[START Input material]
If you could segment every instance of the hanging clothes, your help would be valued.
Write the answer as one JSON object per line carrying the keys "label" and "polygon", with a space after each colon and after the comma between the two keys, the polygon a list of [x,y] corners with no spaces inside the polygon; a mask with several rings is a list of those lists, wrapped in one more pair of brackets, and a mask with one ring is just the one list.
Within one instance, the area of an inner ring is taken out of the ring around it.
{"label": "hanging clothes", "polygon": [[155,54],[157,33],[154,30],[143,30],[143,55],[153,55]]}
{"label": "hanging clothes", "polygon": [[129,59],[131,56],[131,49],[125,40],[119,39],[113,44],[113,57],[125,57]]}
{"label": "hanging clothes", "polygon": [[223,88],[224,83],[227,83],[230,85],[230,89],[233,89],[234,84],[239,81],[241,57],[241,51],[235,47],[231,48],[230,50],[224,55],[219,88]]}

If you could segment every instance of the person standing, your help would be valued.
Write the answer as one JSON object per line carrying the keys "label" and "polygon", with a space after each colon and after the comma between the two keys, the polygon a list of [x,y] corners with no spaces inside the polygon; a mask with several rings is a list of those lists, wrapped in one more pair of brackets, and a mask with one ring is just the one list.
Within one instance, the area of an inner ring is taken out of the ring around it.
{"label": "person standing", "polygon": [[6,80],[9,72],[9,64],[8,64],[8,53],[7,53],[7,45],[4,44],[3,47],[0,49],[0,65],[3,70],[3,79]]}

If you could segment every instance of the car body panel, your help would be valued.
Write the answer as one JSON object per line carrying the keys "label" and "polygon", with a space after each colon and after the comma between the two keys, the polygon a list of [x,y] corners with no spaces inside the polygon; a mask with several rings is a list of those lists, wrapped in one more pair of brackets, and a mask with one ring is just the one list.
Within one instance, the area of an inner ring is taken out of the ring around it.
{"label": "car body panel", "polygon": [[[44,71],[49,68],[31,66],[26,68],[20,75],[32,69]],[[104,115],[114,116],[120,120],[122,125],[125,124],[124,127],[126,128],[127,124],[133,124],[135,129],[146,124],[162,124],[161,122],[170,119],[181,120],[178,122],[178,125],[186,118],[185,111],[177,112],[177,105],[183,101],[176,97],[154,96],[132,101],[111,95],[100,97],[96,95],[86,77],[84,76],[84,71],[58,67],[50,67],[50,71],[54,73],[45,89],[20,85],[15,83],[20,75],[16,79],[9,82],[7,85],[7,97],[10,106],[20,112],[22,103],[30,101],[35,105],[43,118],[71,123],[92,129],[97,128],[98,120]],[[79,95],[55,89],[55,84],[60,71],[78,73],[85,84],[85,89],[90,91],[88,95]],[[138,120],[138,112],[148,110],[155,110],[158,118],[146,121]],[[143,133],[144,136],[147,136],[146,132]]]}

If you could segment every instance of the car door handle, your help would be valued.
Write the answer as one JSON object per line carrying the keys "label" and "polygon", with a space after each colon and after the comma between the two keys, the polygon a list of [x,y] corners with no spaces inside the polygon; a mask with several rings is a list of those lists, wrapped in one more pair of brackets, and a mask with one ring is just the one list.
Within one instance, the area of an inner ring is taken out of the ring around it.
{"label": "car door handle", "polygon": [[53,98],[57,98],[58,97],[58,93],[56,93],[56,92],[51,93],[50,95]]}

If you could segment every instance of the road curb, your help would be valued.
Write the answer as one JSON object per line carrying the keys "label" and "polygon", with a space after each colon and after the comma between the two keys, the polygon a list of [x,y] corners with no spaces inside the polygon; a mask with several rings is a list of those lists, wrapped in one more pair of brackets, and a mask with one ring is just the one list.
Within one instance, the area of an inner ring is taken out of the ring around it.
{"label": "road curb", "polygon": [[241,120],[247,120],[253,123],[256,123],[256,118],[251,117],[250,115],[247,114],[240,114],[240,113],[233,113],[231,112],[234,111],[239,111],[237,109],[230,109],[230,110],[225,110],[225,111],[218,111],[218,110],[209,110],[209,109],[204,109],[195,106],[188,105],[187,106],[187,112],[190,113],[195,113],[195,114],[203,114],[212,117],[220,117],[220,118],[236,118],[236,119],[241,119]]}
[END Input material]
§ **Do this**
Find the line containing "If you could segment every instance of the road". Reproduce it exactly, along with every line after it through the last.

§ **Answer**
If you could segment every instance of the road curb, your help would be valued.
Write the answer as one JSON object per line carrying the keys "label" and "polygon", with a space after each colon and after the comma between the two keys, the polygon a list of [x,y] corners with no spaces inside the polygon; a mask with several rings is a list of those lists, wrapped in one more pair of brackets, and a mask with one ring is just the one list.
Within one instance, the area of an inner ring is taken out of the ring around it.
{"label": "road curb", "polygon": [[241,120],[247,120],[253,123],[256,123],[256,118],[251,117],[250,115],[247,114],[240,114],[240,113],[233,113],[231,112],[234,111],[239,111],[237,109],[230,109],[230,110],[225,110],[225,111],[218,111],[218,110],[209,110],[209,109],[204,109],[195,106],[188,105],[187,106],[187,112],[190,113],[195,113],[195,114],[203,114],[212,117],[220,117],[220,118],[236,118],[236,119],[241,119]]}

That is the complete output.